Exercise details:
Extract from the entries below, exactly as given, only the lines from the line containing "Target: green plant leaves" to the line containing "reads [[480, 426]].", both lines included.

Data extracted from a collection:
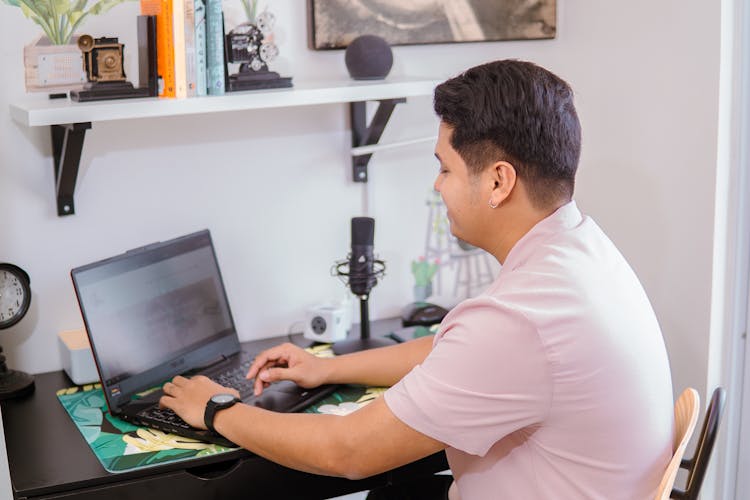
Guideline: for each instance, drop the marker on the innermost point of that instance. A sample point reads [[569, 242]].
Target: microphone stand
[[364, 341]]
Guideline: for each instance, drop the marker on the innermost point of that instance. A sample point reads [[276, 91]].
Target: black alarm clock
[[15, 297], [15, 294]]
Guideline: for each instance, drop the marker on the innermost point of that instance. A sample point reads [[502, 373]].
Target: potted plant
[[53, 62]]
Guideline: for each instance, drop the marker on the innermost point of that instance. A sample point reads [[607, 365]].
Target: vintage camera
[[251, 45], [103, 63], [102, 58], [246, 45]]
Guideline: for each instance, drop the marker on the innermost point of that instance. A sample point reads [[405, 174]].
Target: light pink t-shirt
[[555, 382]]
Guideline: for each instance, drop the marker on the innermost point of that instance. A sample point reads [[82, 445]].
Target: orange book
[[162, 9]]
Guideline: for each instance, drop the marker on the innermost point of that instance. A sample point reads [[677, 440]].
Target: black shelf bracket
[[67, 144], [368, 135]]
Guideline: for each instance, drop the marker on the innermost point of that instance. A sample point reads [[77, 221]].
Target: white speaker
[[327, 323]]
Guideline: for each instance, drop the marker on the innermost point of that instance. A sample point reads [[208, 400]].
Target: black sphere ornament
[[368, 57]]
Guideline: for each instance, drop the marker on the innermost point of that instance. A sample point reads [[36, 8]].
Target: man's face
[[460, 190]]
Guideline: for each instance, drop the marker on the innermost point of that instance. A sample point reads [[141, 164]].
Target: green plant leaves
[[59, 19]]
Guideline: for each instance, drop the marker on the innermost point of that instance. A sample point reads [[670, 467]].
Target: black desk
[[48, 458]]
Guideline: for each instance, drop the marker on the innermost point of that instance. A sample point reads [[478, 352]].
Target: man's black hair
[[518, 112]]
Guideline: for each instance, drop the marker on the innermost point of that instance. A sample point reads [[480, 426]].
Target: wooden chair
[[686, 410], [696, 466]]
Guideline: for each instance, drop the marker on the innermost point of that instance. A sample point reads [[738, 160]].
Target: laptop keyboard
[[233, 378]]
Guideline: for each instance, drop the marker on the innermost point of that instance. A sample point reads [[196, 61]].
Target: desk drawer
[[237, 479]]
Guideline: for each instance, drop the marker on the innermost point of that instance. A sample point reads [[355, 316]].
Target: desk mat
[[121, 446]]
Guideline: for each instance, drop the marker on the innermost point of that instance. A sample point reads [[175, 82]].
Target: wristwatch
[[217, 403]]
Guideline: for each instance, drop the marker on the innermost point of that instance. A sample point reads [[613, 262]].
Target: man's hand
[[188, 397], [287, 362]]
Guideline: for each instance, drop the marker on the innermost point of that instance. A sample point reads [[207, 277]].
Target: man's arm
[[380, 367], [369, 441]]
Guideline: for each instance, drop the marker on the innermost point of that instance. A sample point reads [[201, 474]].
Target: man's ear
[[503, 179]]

Expected answer:
Target: green plant leaves
[[59, 19]]
Guideline: for each instance, drop the marker on the innermost point of that instance. A sample point reads [[670, 467]].
Target: black desk
[[48, 458]]
Guideline: for each instance, drop the marker on the innermost point of that instance. A sample point reads [[478, 352]].
Target: man's black hair
[[518, 112]]
Guideline: for each instance, drop the marker on the innermost point of that instance. A sample point reads [[480, 426]].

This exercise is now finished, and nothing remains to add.